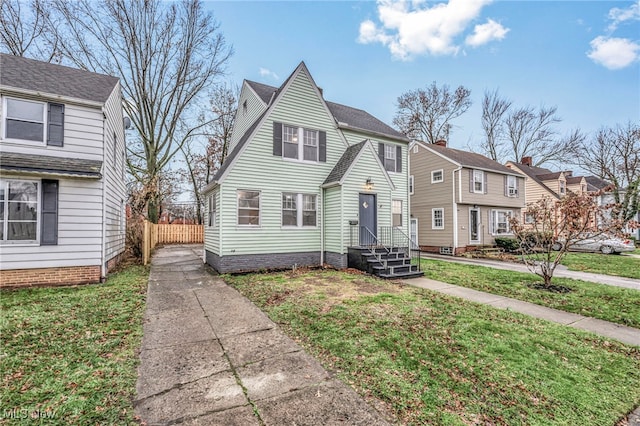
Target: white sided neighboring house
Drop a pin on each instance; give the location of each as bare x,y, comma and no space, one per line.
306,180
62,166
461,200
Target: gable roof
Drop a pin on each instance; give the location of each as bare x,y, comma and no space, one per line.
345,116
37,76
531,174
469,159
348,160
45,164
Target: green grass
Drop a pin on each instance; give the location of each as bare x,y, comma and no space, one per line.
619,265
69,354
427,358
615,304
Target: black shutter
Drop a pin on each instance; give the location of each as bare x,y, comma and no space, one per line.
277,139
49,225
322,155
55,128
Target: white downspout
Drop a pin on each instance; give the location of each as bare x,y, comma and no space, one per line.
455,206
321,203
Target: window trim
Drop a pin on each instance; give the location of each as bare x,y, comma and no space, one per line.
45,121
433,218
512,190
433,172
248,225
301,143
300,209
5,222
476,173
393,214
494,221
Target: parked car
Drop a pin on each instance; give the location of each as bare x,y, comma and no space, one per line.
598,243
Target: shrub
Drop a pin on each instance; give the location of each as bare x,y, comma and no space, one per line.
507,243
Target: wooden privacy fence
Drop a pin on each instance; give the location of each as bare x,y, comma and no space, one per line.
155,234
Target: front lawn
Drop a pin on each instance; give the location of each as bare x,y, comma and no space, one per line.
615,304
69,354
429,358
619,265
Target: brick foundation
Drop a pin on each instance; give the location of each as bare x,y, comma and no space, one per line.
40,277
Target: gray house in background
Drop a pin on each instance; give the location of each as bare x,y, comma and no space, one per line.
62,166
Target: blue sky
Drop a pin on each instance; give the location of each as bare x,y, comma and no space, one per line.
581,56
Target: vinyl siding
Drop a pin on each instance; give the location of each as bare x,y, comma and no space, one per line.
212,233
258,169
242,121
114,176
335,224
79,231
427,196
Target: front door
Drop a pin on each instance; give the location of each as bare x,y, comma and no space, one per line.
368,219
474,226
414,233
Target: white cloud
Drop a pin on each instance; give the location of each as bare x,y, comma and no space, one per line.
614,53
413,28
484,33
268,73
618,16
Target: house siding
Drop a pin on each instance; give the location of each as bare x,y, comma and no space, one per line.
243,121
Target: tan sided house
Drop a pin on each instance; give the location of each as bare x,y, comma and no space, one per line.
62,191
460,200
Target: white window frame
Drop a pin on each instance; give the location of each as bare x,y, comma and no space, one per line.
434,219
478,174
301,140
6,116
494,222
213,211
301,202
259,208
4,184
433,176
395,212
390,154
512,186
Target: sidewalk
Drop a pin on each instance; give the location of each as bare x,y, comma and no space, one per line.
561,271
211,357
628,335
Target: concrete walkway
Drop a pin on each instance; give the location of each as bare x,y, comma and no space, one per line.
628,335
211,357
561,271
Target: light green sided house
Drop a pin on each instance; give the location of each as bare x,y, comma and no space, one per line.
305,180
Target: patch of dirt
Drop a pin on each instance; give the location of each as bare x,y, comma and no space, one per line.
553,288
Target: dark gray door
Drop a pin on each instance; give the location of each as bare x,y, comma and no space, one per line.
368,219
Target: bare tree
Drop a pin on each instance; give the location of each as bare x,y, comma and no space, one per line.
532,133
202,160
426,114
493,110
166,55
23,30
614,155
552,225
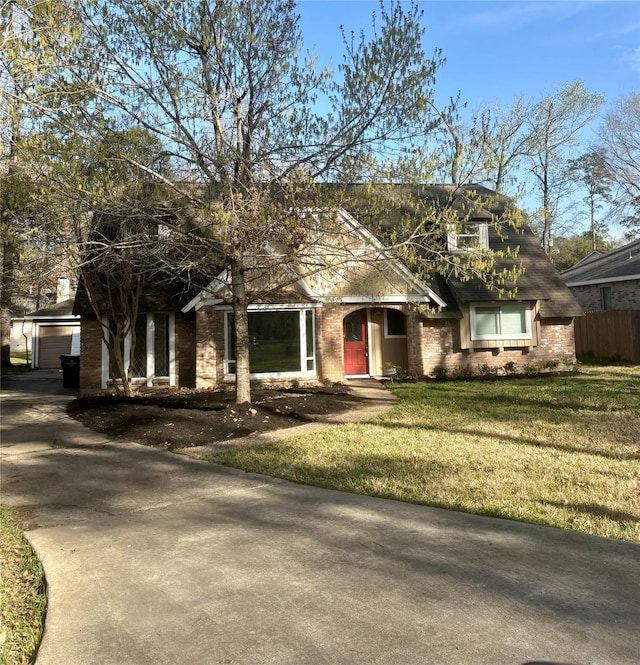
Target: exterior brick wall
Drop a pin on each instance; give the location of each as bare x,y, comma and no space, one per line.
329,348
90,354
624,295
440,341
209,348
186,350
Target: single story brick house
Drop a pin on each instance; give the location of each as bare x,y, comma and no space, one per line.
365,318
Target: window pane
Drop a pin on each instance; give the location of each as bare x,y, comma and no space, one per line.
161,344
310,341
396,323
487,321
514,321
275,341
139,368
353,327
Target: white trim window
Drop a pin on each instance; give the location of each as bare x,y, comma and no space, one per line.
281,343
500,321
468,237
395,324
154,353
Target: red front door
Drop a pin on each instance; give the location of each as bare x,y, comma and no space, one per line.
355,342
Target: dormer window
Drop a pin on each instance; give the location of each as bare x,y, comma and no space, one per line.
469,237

===

• [Problem requirements] Retype all of the material above line for line, with no changes, and leave out the pictures.

• [Solution to the problem]
Target: white sided neighboring house
Drop a pin on each instance; give the location of each as bare x,y, comma and no space, one per line.
306,180
62,166
461,200
Target: gable roof
Drop a pin on each instance; give the location of each as bare x,y, comma and no space, one per line.
345,116
37,76
531,174
469,159
348,160
45,164
Target: green grass
Drop a pin on each instance; give the location of each as bare x,y, comma and no space, one per line.
619,265
69,354
427,358
615,304
Target: black shutter
Drop a pin on each instance; give the location of each as bare x,y, comma and no space, one per line.
277,139
49,225
322,155
55,128
Target: white downspout
Drop a pin on each instance; give the location of each as bare x,y, comma and no space, one per line.
455,206
321,203
Target: window trim
Drop a pin on each instance; give the location of each as bare x,y, comma and no space, one per line.
45,121
433,218
512,190
433,172
248,225
301,143
300,209
5,222
476,173
393,214
494,221
Target: parked car
Drop a pin on each instance; give the location of each as bare x,y, comma and no space, one per line.
598,243
Target: shrub
Drop a pin on each instance; give the location of each as bare x,y, comma and no space, one per line.
507,243
Target: wooden privacy fence
Drop a pin on each instance; give the location of each as bare x,y, comma and no space, one per line.
155,234
Target: front lawn
Drop a pin on each instance; give the location of each as bare x,y, comma and no space, one per line.
615,304
69,354
429,358
619,265
Target: brick foundation
Drop a pin on each instance; give the location of each as bare x,y, comma and no space, one per line.
40,277
Target: gray house in background
Drop a pin on each instance; give the location of each as bare x,y, comma and no space, one per line.
62,166
Target: blue sky
Drop a pin on each instance; give the location of each as bare x,y, comma and no space, one per line.
581,56
Target: vinyl siding
Drop a pin on each instance; give the location of each as bare x,y, comma and no space, one per line.
212,233
258,169
242,121
114,176
335,224
79,231
427,196
Target: front door
Drop a pin on each instance; give the location of each as bare x,y, comma and no space, one per line.
368,219
474,226
414,233
Target: white cloud
Drop a pin on each instance; give the location of each as bare x,y, comma and no space, one per line.
614,53
413,28
484,33
268,73
618,16
Target: house siding
Drop a pin on each instance; give the location of each as bare x,y, comma and no space, one per line.
243,121
Target: tan sided house
Drop a pin on each instance; give the location of each as bare x,y, comma and no space, one per line.
62,191
460,200
Target: white window frame
Drop a pin on each instance; give the location of each as bare x,y, comma and no space, one per line.
434,219
478,174
301,140
6,116
494,222
213,211
301,202
259,208
4,184
433,176
395,212
390,154
512,186
Target: sidewalk
Drop a pin on each instance; give the location of each as bare x,y, comma and no space, one per line.
561,271
211,357
628,335
Target: concrete walkway
Drop a pin on each instance; give the location of each as bare x,y, comma and no space, one per line.
628,335
211,357
561,271
Target: light green sided house
Drop a pin on each instance; give the location of each as bare x,y, comma and no space, one per line.
305,180
Target: patch of dirt
Drop a pin on each instance; give the location of each as bare x,y, comma and no space, one per line.
553,288
Target: dark gray door
Drop a pin on each instance; give the location of each as bare x,y, comma and no space, one per line.
368,219
Target: bare tree
Drop a pin on each instance; give the location of each as bare x,y, comma and no space, one per line.
532,133
202,160
426,114
493,110
166,55
23,30
614,155
552,225
Target: exterior brick wall
Drop a pin on each instance; give the location of each as bare x,y, comma and no space, one per line.
329,348
90,354
624,295
440,341
209,348
186,350
Target: single story brick house
Drop a pin on each instance; give the location of each as bare x,y, comma and no space, one per line.
365,318
Target: window pane
Drop a pin on each instance; give the location of each as bare x,y, comma and no space, one per line.
161,344
310,341
396,323
487,321
514,321
275,341
139,368
353,327
Target: white trim window
Drop a pin on each instance; give the location of each as bare x,y, comma and no space, one per line.
281,343
500,321
468,237
395,324
154,353
Target: red front door
Drop a pin on each instance; give the location of each as bare x,y, comma and no space, one per line.
355,342
Target: dormer window
Drop a pin on each instance; give the location of each as bare x,y, comma and no space, one per line.
469,237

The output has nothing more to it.